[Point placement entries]
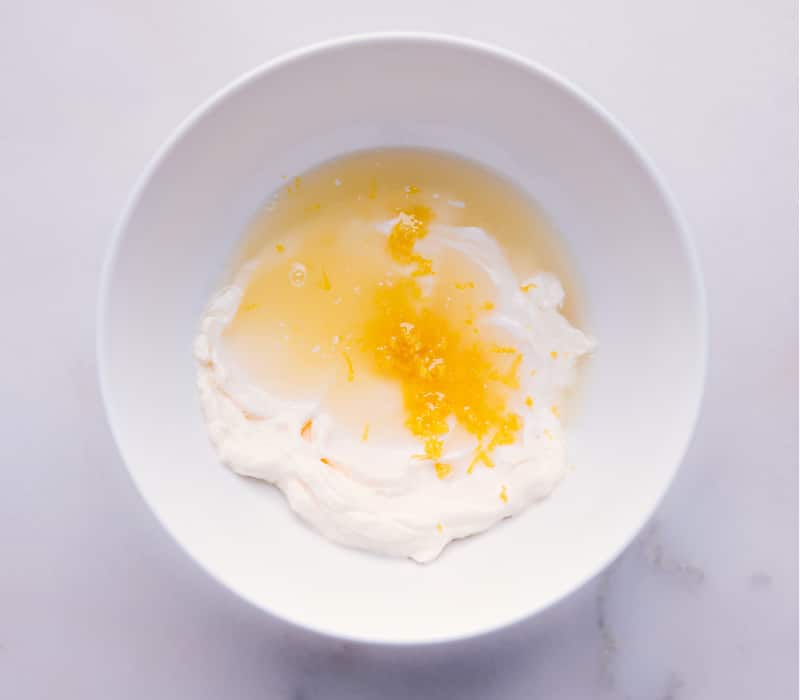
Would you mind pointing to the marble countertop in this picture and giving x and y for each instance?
(97, 601)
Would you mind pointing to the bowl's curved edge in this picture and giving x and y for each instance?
(110, 263)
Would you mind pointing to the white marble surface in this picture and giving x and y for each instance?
(97, 601)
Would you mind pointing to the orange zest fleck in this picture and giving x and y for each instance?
(446, 374)
(442, 469)
(411, 226)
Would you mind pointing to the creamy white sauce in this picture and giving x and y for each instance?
(379, 497)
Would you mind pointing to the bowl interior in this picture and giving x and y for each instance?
(642, 298)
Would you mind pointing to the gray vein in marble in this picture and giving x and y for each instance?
(661, 561)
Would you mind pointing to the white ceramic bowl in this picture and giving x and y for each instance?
(644, 305)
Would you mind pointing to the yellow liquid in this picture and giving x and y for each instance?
(335, 306)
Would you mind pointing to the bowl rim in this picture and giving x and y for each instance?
(378, 38)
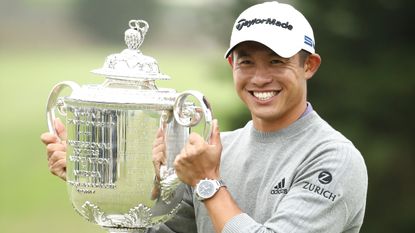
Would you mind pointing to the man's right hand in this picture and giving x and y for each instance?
(56, 149)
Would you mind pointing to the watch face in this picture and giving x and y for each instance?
(206, 189)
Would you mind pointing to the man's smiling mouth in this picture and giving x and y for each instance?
(264, 95)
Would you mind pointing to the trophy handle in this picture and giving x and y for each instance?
(54, 102)
(189, 115)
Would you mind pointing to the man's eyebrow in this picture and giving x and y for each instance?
(241, 53)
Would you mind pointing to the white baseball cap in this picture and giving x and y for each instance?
(278, 26)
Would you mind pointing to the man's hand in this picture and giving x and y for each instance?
(200, 159)
(56, 149)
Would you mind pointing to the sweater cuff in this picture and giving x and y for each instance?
(237, 223)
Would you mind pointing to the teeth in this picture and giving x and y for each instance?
(264, 95)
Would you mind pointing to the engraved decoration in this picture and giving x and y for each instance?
(111, 128)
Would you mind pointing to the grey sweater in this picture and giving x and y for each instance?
(304, 178)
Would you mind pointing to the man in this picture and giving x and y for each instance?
(287, 170)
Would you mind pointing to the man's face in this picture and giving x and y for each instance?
(272, 87)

» WRITTEN REQUEST
Recast the entries above as a two-column CSV with the header columns "prompt" and "points", one row per request. Put the request text and its answer each in one quoted field, replace line breaks with spaces, and leave out the pictures.

» FINAL ANSWER
prompt,points
"Would you mind pointing to the marble countertop in this picture and giving x and y for each instance?","(97, 601)"
"Would you mind pointing to the bowl's curved edge in this picture and giving x and y for each instance?","(110, 263)"
"Would you mind pointing to the white marble surface in this picture and giving x and y for each instance?","(97, 601)"
"Would you mind pointing to the orange zest fleck in this picture and giving x and y for each instance?","(446, 374) (442, 469) (411, 226)"
"Would you mind pointing to the creamy white sauce in this picture and giving x and y for each instance?","(379, 497)"
"Would you mind pointing to the bowl interior in this picture and giving x and y for each instance?","(642, 298)"
"Would you mind pointing to the gray vein in marble in this picture and giving x and y for each instance?","(661, 561)"
"Would you mind pointing to the white ceramic bowl in this picture and giving x and y for each instance?","(644, 305)"
"Would you mind pointing to the yellow liquid in this picture and giving x and y for each instance?","(335, 306)"
"Would you mind pointing to the bowl rim in this picture and giving x and y for each instance?","(378, 38)"
"Would you mind pointing to the man's right hand in this picture and giving x and y for each instance?","(56, 149)"
"Would you mind pointing to the watch face in this picture and giving x and y for each instance?","(206, 189)"
"Would you mind pointing to the man's smiling mouth in this picture and giving x and y for each instance?","(264, 95)"
"Would you mind pointing to the trophy handle in this picture and giving x and y for each instance?","(54, 102) (189, 115)"
"Would you mind pointing to the man's eyebrow in this picture and giving x and y for each instance?","(241, 53)"
"Would you mind pointing to the white baseball cap in this picture and giving x and y for each instance?","(278, 26)"
"Would you mind pointing to the man's hand in this picture and giving x and y for each instance?","(200, 159) (56, 149)"
"Would you mind pointing to the sweater cuff in this picture and giving x and y for each instance?","(237, 223)"
"Would you mind pointing to the teeth in this picture and giving x and y for each instance?","(264, 95)"
"Would you mind pointing to the engraved decoration in this picture and giving x and y for each instance?","(111, 128)"
"Would you mind pointing to the grey sweater in this picture and giving x and y for each instance?","(304, 178)"
"Would you mind pointing to the man in this picture and giving x and y for each instance?","(287, 170)"
"Would you mind pointing to the man's face in this picture and giving x and y for each instance?","(272, 87)"